**Your objective**
Only the lines from the one containing "evergreen tree in the photo above." through the end of the material are to be echoed, each exactly as it appears.

**Record excerpts**
▼

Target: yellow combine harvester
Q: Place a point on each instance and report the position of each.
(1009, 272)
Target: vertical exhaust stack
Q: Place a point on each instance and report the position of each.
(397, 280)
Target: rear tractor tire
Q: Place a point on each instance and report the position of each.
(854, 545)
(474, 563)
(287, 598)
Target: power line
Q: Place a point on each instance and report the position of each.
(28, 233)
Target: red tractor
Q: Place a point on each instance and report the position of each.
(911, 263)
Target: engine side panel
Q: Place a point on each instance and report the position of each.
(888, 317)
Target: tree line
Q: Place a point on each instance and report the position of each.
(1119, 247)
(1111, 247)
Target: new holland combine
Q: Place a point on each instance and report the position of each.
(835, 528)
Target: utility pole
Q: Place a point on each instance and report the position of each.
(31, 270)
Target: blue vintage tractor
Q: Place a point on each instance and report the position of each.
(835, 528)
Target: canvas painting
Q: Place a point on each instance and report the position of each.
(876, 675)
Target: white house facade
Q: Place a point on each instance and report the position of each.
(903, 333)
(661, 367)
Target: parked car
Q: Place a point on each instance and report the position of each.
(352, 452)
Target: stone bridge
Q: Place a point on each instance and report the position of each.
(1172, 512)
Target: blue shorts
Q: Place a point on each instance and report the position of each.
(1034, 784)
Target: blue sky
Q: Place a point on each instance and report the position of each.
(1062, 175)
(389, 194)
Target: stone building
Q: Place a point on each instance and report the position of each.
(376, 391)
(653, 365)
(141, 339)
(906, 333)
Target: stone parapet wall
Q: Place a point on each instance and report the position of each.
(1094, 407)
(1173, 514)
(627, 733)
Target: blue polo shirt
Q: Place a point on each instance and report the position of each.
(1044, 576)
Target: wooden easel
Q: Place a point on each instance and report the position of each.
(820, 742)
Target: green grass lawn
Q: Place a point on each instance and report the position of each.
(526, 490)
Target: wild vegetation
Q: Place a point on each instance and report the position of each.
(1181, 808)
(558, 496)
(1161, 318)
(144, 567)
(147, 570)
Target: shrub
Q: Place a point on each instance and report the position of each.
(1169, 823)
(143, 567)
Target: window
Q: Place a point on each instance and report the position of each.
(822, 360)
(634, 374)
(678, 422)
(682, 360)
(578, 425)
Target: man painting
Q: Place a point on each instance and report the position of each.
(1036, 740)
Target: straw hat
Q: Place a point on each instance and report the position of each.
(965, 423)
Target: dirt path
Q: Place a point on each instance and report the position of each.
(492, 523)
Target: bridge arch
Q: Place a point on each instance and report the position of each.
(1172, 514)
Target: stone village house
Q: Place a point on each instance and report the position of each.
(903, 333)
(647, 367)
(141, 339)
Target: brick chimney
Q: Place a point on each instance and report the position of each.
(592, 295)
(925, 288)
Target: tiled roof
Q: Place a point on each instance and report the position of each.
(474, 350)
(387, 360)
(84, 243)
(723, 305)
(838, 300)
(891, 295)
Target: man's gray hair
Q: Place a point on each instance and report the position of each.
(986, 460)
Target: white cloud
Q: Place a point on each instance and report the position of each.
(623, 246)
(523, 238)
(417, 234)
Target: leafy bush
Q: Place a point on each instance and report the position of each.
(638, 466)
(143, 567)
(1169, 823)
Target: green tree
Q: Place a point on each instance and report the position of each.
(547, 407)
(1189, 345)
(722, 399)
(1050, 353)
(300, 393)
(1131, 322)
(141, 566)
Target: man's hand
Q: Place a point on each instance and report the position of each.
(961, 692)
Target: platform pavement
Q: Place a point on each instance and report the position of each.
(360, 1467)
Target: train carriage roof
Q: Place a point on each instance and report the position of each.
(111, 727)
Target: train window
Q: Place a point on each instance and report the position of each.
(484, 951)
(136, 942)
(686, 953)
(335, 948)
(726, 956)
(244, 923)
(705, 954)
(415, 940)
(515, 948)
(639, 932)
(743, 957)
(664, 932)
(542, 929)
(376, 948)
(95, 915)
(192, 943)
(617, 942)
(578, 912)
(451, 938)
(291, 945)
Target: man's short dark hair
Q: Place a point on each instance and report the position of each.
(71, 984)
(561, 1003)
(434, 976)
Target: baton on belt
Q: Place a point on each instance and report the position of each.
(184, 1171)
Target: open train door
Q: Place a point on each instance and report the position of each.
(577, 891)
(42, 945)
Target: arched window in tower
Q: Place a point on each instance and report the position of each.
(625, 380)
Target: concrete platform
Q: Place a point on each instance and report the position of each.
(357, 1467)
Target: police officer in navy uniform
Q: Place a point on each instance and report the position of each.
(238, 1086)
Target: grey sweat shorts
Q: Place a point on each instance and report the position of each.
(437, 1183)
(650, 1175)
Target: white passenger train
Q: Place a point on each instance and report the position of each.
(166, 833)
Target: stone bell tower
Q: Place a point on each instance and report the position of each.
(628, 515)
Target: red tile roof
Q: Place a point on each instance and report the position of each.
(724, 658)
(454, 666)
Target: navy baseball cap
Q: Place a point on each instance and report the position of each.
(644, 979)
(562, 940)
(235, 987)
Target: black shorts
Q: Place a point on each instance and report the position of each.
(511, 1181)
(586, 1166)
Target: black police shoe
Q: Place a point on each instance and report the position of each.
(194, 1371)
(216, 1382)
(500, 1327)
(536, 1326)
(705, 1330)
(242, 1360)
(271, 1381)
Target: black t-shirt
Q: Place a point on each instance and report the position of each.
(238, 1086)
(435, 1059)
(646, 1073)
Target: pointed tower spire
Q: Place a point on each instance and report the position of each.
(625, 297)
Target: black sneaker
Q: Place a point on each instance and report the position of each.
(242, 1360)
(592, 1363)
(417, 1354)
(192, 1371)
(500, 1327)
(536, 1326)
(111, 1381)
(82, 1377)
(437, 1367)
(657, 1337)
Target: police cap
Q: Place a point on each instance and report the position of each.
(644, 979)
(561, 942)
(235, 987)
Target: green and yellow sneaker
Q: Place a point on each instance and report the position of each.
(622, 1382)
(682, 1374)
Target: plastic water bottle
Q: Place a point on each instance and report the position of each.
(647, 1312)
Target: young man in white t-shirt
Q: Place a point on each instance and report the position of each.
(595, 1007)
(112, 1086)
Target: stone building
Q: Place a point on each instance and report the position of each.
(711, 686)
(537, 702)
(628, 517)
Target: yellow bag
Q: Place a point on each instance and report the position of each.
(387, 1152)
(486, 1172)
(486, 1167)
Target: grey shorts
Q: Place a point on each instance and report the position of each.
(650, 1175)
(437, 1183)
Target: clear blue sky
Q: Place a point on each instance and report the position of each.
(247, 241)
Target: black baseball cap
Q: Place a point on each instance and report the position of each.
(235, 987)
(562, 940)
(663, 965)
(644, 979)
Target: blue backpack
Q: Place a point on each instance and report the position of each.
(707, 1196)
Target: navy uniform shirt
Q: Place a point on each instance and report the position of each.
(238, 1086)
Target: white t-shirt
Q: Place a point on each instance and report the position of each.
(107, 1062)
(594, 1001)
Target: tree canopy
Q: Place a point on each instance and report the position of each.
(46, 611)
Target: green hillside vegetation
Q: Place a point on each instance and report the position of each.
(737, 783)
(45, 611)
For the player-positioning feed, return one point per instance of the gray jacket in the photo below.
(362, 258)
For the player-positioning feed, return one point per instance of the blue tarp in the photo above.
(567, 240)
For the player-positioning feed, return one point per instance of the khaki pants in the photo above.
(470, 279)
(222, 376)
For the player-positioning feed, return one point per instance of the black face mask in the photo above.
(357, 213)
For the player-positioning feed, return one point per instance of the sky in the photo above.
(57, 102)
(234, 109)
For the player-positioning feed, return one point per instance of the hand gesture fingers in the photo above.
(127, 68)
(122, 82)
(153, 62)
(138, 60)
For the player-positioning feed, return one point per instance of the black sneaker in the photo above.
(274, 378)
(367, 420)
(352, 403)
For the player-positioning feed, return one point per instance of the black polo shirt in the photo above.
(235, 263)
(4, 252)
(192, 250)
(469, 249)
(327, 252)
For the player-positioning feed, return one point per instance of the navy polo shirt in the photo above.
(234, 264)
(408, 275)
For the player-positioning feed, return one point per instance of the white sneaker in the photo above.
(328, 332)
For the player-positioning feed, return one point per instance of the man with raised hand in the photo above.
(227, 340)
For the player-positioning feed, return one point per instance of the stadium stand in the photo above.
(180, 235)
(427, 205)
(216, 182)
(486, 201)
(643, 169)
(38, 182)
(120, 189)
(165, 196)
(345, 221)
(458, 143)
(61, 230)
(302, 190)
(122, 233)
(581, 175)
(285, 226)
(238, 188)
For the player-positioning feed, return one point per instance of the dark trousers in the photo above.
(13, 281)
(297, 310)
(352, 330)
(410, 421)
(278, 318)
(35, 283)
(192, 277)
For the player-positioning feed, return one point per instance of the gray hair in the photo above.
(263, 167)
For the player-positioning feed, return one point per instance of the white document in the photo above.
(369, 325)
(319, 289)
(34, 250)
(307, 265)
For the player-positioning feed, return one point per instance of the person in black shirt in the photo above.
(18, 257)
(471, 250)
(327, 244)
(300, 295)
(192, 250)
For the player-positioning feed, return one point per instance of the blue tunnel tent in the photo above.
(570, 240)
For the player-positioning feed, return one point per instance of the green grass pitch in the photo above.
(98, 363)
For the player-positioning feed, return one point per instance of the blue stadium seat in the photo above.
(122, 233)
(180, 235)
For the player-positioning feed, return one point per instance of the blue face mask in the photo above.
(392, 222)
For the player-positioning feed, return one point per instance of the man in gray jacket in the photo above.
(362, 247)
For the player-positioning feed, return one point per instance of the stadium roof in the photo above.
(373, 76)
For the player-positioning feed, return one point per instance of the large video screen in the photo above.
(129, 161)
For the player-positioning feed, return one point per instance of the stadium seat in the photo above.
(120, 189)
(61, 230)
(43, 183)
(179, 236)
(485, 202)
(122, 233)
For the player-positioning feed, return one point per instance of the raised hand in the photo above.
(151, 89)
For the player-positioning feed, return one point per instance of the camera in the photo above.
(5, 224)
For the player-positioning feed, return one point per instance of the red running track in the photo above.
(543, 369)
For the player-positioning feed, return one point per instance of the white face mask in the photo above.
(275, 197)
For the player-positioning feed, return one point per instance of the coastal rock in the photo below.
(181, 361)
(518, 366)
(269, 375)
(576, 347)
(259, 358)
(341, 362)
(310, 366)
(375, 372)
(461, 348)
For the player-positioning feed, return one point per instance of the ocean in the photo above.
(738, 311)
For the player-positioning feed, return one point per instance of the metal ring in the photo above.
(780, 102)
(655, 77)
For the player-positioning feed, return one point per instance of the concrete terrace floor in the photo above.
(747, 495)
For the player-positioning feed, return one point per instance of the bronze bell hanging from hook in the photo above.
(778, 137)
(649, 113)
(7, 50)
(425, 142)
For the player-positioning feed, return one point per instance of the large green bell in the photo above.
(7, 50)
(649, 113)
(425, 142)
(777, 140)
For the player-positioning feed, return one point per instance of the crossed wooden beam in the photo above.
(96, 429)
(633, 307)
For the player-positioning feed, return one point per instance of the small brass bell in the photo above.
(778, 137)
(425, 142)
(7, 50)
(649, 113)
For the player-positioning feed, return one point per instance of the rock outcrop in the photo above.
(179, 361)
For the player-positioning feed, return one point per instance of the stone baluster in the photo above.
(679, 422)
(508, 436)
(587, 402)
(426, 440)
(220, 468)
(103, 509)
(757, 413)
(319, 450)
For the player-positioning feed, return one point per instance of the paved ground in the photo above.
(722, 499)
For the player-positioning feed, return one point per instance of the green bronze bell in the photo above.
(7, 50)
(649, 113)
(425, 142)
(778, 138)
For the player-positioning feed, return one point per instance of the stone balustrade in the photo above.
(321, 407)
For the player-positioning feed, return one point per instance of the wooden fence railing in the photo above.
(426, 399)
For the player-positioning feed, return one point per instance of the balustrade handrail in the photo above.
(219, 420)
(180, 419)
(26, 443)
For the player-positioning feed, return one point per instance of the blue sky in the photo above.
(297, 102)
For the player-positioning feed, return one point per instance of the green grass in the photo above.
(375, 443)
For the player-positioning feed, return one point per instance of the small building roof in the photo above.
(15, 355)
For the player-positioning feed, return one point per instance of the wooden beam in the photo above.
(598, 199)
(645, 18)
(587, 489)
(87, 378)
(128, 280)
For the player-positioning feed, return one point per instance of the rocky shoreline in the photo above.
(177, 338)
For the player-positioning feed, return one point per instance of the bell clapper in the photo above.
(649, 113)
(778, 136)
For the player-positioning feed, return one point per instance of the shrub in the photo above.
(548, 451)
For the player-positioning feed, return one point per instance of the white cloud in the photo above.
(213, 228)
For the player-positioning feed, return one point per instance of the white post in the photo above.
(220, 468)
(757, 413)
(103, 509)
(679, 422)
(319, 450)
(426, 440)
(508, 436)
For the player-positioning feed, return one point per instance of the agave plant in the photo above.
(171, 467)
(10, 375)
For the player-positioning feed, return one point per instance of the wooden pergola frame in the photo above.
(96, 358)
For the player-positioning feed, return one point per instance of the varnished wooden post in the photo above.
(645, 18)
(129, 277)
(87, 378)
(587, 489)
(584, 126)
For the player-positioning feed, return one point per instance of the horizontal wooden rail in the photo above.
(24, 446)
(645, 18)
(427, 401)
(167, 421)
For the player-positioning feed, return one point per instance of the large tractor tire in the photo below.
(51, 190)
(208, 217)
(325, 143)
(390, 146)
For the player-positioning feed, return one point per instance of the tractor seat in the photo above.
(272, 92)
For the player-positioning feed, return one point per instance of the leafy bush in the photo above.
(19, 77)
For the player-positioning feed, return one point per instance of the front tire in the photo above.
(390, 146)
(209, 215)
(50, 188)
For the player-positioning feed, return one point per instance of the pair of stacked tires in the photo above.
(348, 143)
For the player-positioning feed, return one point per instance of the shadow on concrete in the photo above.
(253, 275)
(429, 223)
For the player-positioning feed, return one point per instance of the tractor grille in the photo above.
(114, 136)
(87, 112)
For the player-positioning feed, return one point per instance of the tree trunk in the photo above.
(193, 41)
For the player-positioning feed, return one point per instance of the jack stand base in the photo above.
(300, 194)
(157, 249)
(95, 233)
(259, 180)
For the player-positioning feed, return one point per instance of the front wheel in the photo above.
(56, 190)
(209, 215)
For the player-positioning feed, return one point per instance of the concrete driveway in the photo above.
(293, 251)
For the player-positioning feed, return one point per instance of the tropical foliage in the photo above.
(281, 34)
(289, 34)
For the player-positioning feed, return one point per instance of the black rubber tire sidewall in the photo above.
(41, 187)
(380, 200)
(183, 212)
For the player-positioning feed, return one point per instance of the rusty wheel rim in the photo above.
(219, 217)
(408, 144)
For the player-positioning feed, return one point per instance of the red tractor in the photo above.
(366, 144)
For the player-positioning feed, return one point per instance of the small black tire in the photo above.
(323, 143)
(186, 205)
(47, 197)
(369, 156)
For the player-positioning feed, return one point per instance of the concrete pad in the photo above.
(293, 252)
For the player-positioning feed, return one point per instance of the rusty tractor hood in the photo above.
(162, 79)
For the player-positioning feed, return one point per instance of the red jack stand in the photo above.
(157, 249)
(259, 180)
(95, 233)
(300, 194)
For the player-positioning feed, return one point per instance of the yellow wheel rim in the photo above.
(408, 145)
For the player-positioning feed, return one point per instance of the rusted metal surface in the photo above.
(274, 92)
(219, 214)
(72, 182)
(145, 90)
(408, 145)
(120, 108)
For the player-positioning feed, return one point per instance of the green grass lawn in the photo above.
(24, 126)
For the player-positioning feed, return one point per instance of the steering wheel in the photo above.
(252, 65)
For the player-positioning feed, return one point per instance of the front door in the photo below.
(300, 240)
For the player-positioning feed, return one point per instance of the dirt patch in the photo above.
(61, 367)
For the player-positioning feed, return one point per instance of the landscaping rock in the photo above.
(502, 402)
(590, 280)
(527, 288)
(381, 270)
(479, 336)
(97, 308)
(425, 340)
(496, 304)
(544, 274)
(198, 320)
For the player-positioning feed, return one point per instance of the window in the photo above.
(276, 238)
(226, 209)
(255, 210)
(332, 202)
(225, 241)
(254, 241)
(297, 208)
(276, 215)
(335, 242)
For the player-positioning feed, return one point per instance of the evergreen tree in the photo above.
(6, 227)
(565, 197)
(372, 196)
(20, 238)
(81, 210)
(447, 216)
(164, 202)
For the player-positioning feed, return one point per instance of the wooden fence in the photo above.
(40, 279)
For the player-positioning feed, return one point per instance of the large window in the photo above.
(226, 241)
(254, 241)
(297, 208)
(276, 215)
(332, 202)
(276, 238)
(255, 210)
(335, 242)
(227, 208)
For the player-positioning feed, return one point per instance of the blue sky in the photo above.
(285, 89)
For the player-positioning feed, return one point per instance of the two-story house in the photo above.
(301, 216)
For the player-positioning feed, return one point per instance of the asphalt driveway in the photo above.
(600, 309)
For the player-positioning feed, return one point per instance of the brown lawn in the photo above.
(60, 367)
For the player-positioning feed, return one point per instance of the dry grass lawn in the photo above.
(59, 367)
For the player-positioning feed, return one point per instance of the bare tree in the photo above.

▲

**Answer below**
For the player-positioning feed, return one point per instance of the evergreen tree in the photo above.
(6, 227)
(565, 197)
(372, 196)
(20, 238)
(81, 210)
(447, 216)
(164, 202)
For the player-positioning feed, return one point per instance of the wooden fence in the photo above.
(40, 279)
For the player-positioning feed, return one point per instance of the large window in the photo above.
(226, 241)
(254, 241)
(297, 208)
(276, 215)
(332, 202)
(276, 238)
(255, 210)
(335, 242)
(227, 208)
For the player-positioning feed, return one point per instance of the blue sky in the photo above.
(285, 89)
For the player-positioning feed, return one point per instance of the two-story house in the photo above.
(301, 216)
For the player-positioning feed, return one point per instance of the asphalt driveway in the photo above.
(600, 309)
For the player-positioning feed, return one point per instance of the brown lawn in the photo above.
(60, 367)
For the player-positioning feed, return one point per instance of the dry grass lawn in the photo above.
(59, 367)
For the player-positioning feed, return one point per instance of the bare tree in the photo above.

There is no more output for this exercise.